- [Instruction] Repeat exactly the lines from the line containing "Exercise. Locate the stone pedestal" through the last line of the records below, inclusive, and nothing else.

(Point-based annotation data)
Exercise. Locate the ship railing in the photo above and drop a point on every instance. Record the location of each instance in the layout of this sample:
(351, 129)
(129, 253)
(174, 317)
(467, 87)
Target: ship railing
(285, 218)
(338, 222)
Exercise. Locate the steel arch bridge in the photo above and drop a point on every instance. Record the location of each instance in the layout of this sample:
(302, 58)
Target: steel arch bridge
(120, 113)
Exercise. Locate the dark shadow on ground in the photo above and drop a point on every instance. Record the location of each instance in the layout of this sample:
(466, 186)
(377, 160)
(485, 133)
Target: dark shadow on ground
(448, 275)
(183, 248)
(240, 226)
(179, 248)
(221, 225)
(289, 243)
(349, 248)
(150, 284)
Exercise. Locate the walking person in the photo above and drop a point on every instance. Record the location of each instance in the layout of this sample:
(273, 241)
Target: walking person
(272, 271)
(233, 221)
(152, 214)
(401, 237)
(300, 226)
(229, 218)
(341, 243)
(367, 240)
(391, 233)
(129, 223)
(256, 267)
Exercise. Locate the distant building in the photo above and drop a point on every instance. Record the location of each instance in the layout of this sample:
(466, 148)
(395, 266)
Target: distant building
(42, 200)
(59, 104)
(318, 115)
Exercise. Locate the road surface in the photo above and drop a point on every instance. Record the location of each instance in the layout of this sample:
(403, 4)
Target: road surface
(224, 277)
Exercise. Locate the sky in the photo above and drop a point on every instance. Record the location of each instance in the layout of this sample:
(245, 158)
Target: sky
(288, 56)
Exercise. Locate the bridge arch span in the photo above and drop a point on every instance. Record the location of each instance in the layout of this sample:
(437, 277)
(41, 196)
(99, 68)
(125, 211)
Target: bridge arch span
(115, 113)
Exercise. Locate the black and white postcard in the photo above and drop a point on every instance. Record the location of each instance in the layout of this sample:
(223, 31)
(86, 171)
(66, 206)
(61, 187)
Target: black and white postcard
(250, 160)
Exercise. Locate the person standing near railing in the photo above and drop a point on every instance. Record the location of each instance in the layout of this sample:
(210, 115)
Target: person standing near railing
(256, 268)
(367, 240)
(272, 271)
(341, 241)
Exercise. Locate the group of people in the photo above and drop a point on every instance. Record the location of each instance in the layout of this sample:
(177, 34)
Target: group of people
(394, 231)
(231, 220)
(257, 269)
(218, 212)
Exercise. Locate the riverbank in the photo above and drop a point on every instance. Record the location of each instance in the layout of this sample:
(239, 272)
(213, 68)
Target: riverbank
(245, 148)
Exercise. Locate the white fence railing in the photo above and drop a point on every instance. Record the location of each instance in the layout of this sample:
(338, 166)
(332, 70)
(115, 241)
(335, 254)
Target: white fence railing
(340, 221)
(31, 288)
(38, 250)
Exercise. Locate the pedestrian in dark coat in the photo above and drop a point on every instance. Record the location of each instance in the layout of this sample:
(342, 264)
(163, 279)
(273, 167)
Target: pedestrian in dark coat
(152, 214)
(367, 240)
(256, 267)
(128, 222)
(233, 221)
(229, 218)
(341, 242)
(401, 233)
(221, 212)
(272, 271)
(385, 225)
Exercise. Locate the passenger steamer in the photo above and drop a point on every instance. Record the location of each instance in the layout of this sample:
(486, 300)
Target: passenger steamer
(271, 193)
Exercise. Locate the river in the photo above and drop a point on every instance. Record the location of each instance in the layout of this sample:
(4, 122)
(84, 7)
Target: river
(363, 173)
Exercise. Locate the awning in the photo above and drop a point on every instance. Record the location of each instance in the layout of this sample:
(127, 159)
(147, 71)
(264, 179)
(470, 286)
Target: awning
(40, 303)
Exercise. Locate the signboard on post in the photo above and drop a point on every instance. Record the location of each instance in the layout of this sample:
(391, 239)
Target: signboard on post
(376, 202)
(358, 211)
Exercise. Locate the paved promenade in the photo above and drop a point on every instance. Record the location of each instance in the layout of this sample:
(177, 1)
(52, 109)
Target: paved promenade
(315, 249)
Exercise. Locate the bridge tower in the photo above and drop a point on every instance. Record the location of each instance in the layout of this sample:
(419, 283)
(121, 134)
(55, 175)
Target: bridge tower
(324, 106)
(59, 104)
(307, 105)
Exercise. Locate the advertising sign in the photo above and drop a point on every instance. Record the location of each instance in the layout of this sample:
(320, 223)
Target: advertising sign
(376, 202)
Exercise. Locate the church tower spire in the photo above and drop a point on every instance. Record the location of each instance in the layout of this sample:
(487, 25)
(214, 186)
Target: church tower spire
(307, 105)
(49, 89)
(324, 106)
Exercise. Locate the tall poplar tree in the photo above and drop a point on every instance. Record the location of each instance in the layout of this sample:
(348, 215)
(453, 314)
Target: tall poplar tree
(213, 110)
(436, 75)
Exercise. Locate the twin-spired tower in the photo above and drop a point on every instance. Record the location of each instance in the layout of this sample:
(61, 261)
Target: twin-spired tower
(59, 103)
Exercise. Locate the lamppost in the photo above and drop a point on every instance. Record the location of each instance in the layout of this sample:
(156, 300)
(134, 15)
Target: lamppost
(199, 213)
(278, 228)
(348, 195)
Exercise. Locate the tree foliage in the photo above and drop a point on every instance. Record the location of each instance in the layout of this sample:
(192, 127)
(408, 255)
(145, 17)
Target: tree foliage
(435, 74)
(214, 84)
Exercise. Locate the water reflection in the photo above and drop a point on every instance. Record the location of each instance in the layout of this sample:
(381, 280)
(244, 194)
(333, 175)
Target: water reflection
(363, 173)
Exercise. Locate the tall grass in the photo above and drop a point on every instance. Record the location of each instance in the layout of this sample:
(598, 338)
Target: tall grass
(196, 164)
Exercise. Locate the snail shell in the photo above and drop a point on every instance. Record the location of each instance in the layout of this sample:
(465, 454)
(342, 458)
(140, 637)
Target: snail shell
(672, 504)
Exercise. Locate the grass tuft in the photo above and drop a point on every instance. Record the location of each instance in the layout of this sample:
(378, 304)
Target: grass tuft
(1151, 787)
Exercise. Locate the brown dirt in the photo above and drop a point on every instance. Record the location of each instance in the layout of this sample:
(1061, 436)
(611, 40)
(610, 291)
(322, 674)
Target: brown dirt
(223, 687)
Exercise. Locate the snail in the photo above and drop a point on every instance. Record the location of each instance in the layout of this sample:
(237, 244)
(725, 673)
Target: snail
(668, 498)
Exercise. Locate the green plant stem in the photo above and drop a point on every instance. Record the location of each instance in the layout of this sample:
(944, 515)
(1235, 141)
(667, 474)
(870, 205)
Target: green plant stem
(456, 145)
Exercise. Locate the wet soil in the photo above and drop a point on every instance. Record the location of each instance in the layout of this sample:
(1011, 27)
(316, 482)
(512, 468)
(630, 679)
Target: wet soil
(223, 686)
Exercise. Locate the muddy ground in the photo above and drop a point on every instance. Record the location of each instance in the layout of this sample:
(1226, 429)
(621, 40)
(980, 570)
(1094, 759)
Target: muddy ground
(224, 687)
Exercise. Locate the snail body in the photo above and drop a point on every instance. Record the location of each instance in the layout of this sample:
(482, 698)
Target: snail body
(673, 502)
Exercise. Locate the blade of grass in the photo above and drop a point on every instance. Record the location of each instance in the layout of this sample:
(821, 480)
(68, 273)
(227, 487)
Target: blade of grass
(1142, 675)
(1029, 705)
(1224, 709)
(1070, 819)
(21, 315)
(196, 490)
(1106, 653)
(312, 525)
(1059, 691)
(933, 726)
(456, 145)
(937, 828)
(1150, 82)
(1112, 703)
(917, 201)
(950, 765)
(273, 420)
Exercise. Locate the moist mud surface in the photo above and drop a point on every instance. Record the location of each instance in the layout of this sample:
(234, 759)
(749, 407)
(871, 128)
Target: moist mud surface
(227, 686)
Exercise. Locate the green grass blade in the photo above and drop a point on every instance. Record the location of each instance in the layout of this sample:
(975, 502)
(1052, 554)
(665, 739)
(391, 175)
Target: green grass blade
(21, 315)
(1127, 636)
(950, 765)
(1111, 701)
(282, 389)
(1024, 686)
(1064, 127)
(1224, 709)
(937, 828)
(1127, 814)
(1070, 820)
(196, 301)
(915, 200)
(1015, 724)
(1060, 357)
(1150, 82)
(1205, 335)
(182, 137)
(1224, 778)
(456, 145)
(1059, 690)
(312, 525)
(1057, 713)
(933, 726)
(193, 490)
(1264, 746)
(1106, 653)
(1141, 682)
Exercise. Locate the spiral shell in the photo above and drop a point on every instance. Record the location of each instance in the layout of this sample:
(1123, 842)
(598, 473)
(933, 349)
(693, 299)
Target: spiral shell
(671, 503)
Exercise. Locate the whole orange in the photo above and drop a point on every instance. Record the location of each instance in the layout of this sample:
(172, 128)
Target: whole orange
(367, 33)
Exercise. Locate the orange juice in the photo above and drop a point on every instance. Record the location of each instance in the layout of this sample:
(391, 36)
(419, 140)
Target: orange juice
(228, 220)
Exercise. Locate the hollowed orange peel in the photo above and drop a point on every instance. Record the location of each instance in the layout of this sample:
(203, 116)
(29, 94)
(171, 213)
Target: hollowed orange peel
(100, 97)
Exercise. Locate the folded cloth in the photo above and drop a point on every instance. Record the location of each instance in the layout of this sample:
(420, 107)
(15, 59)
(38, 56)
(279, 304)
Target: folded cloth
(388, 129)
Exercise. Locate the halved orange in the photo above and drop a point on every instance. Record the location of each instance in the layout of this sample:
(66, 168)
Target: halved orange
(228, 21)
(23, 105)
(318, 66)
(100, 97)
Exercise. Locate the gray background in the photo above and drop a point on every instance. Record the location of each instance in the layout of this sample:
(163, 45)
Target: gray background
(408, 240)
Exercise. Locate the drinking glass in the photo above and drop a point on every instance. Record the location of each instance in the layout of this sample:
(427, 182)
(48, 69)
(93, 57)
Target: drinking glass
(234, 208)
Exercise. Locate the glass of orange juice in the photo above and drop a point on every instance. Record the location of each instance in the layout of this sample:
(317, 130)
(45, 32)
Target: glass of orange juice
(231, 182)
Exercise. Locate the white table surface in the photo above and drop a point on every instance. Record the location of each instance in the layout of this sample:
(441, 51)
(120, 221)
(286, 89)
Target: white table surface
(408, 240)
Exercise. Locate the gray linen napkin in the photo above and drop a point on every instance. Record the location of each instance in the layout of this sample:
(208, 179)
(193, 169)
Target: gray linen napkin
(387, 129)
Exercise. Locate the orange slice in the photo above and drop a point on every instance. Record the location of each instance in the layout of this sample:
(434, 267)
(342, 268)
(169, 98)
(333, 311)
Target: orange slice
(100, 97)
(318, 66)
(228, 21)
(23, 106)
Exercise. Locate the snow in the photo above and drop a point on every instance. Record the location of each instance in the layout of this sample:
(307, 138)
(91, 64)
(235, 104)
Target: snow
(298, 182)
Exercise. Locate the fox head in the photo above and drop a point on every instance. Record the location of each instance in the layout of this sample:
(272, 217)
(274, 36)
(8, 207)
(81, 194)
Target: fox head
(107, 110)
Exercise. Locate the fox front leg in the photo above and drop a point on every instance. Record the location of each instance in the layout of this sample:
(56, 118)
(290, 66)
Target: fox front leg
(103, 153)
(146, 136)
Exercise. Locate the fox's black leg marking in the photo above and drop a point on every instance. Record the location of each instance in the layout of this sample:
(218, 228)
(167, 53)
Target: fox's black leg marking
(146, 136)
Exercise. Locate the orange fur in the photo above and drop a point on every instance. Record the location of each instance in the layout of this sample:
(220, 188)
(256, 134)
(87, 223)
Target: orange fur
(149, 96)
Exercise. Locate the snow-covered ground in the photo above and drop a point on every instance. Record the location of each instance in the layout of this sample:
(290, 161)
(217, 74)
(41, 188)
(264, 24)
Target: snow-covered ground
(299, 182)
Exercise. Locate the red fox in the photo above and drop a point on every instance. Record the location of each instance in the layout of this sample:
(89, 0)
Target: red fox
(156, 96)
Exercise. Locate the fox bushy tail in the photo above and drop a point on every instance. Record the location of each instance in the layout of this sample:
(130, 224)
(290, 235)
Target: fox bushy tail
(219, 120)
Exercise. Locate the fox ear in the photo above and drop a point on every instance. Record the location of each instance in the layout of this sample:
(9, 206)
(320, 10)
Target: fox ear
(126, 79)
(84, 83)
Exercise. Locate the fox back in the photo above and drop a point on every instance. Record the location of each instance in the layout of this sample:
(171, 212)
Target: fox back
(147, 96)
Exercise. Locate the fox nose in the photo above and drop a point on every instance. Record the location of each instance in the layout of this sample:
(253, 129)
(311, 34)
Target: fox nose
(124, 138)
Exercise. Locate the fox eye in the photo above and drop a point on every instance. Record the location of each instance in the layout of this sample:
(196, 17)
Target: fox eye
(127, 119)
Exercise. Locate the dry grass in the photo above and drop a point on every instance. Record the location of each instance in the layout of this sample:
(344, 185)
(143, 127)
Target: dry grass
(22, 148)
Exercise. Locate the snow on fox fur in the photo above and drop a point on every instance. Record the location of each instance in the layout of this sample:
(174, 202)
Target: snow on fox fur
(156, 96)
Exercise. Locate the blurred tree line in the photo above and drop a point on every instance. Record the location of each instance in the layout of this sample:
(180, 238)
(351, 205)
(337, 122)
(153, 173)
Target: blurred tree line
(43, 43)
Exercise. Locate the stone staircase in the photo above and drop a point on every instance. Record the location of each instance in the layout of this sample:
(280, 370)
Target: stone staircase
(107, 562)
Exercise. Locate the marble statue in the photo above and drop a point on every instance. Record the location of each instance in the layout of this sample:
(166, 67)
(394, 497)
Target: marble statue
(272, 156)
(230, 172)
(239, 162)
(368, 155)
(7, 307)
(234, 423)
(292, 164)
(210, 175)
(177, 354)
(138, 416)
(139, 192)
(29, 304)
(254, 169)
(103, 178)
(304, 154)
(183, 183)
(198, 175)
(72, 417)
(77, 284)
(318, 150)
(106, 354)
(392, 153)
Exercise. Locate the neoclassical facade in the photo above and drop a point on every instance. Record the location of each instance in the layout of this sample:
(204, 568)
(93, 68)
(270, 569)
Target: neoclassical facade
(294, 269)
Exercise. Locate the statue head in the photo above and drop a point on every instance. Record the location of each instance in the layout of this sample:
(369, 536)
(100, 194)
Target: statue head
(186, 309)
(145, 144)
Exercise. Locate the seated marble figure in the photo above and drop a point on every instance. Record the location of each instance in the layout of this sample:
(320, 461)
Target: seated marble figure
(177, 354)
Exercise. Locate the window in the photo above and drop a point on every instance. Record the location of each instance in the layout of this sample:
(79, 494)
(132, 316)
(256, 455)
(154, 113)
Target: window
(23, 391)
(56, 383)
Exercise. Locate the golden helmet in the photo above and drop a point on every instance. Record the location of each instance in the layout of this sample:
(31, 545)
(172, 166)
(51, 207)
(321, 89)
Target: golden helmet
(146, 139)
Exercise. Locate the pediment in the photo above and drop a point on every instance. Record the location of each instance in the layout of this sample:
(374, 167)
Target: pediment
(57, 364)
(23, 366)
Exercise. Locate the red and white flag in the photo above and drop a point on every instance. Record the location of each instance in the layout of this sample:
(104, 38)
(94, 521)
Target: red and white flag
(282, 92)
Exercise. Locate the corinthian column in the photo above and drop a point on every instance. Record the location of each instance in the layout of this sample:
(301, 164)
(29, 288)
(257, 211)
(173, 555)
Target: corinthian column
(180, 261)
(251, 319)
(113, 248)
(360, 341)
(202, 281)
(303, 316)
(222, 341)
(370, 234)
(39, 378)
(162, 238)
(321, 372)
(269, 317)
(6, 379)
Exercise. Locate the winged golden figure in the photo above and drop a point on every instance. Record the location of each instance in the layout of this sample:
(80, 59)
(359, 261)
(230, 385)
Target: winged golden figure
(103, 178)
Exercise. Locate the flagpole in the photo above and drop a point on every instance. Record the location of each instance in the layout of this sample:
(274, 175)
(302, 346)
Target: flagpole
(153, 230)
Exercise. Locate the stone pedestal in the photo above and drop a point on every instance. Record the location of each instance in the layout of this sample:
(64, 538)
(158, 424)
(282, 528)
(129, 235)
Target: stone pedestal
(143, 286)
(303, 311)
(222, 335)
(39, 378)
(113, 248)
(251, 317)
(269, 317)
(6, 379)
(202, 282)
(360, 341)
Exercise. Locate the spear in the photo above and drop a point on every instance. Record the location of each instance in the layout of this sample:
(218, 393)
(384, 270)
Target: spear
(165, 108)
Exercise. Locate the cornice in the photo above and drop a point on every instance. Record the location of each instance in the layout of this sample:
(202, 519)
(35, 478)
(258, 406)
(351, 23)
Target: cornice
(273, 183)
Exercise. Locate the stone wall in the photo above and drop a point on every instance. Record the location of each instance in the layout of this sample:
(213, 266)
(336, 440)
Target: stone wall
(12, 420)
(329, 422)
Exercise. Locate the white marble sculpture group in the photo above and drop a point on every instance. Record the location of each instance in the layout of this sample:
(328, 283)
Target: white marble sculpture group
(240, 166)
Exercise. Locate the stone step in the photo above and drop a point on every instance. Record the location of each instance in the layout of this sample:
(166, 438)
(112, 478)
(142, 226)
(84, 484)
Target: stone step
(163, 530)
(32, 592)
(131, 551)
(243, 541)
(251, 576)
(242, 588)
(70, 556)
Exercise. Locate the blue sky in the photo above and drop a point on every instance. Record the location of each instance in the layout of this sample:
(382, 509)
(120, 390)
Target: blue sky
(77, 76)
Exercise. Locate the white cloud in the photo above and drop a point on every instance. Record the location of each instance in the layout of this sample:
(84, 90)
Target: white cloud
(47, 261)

- [Answer to the task]
Exercise. Locate the stone pedestal in the photo above and drop a point on every instance. Record the location of each instance in the layout of this sample:
(64, 538)
(158, 424)
(282, 528)
(129, 235)
Target: stone pedestal
(143, 286)
(303, 311)
(222, 335)
(39, 378)
(113, 248)
(251, 317)
(269, 317)
(6, 379)
(202, 282)
(360, 341)
Exercise. Locate the spear in the photo above and drop a point on every instance. Record the location of each instance in the layout of this sample:
(218, 393)
(384, 270)
Target: spear
(165, 108)
Exercise. Locate the cornice in the photo above and drop a point on every instance. Record the location of each instance in the layout of this sample:
(202, 519)
(35, 478)
(258, 406)
(351, 23)
Target: cornice
(273, 183)
Exercise. Locate the stone wall in the photo above and drop a point on every instance. Record the location of each instance in the layout of this sample:
(213, 266)
(336, 440)
Target: stone wall
(12, 420)
(329, 422)
Exercise. Locate the white marble sculpture group in the photo above and drop a point on every instance. Record the location of each instance in the layout of this sample:
(328, 283)
Target: white marble sculpture group
(240, 166)
Exercise. Locate the stone step in the photo above and drop a point on every instance. Record the location of each instance in the layout of this sample:
(166, 438)
(112, 478)
(142, 226)
(84, 484)
Target: stone step
(163, 530)
(32, 592)
(131, 551)
(243, 541)
(251, 576)
(242, 588)
(70, 556)
Exercise. Locate the blue sky in the photo above and drop a point on every instance. Record the location of each instance in the layout of this sample:
(382, 509)
(120, 390)
Target: blue sky
(77, 76)
Exercise. Locate the white cloud in the photo above and drop a point on every instance. Record the location of each instance in the layout of this sample:
(84, 90)
Target: white cloud
(47, 261)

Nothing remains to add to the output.